* Problem details *
Print all the rows below word for word, but leave out the pictures.

* Provided information *
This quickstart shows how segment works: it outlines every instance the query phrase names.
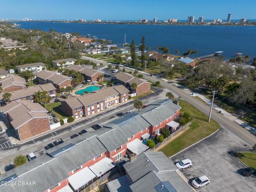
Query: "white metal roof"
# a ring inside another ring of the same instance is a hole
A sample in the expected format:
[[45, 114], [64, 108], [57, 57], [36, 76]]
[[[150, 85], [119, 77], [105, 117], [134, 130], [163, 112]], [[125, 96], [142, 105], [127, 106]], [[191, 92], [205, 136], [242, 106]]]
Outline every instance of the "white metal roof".
[[68, 182], [74, 189], [77, 190], [95, 177], [93, 172], [88, 167], [85, 167], [69, 177]]
[[146, 133], [145, 134], [143, 134], [143, 135], [141, 135], [141, 138], [143, 139], [148, 138], [149, 137], [150, 137], [150, 135], [148, 133]]
[[57, 192], [73, 192], [73, 190], [71, 189], [69, 185], [67, 185], [58, 190]]
[[170, 122], [167, 124], [166, 124], [167, 125], [169, 126], [170, 126], [171, 127], [173, 127], [175, 128], [179, 126], [180, 125], [180, 124], [179, 123], [175, 122], [174, 121], [172, 121], [171, 122]]
[[132, 153], [138, 155], [146, 150], [148, 147], [143, 144], [141, 141], [138, 139], [127, 144], [127, 148]]
[[101, 176], [115, 166], [112, 160], [105, 157], [89, 167], [90, 169], [98, 177]]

* Finished exercise *
This quickstart shows how segment works: it outlines every instance the query phrase names.
Query: "white metal roof"
# a ring inside another ring of the same instance is a hole
A sample in the expected format:
[[45, 114], [64, 108], [57, 57], [36, 76]]
[[[150, 85], [119, 77], [105, 117], [134, 130], [163, 112]], [[125, 96], [142, 105], [127, 106]], [[191, 92], [205, 136], [242, 106]]]
Outline every instance of the "white metal roof".
[[68, 182], [74, 189], [77, 190], [95, 177], [93, 172], [88, 167], [85, 167], [69, 177]]
[[146, 133], [145, 134], [143, 134], [143, 135], [141, 135], [141, 138], [143, 139], [148, 138], [149, 137], [150, 137], [150, 135], [148, 133]]
[[57, 192], [73, 192], [73, 190], [71, 189], [69, 185], [67, 185], [58, 190]]
[[170, 122], [167, 124], [166, 124], [167, 125], [169, 126], [170, 126], [171, 127], [173, 127], [175, 128], [179, 126], [180, 125], [180, 124], [179, 123], [175, 122], [174, 121], [172, 121], [171, 122]]
[[132, 153], [138, 155], [146, 150], [148, 147], [143, 144], [141, 141], [138, 139], [127, 144], [127, 148]]
[[101, 176], [115, 166], [112, 160], [105, 157], [89, 167], [90, 169], [98, 177]]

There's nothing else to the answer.